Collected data

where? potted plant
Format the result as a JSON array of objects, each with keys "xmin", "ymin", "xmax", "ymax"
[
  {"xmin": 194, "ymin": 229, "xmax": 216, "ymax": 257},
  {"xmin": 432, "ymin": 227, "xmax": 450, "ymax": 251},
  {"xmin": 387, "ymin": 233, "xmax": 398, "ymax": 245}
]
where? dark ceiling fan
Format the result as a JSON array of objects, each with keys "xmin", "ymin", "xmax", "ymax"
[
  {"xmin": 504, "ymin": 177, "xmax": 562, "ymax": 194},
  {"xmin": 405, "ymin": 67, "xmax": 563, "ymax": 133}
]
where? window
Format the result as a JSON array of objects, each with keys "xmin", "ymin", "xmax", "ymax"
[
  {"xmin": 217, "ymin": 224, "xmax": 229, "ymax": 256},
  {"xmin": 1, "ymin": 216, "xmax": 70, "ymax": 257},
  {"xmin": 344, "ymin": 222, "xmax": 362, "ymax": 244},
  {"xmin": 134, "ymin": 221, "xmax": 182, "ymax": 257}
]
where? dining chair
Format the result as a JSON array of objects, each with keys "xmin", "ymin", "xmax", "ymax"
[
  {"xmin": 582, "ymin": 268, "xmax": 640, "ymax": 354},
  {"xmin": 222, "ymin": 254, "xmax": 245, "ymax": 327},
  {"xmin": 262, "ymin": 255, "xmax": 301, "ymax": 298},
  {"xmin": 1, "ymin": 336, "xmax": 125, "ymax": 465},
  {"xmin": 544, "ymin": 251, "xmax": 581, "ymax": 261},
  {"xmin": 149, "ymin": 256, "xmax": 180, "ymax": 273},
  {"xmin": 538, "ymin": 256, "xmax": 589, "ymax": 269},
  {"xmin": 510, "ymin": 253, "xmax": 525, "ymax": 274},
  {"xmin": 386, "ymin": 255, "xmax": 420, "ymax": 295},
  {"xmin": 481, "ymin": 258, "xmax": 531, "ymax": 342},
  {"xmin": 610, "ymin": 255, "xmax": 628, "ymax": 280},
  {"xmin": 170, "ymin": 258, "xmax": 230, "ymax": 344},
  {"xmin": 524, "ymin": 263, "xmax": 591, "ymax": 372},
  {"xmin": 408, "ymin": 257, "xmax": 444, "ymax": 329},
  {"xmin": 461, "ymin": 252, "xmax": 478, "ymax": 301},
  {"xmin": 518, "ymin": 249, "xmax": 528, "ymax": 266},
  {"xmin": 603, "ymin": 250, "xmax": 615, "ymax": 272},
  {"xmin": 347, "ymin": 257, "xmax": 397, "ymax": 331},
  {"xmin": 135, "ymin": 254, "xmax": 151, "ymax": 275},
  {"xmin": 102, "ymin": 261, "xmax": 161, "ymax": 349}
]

**Your goal**
Every line in the records that holds the word "where" should be copied into the answer.

**Result below**
where? potted plant
where? dark ceiling fan
where? window
where? dining chair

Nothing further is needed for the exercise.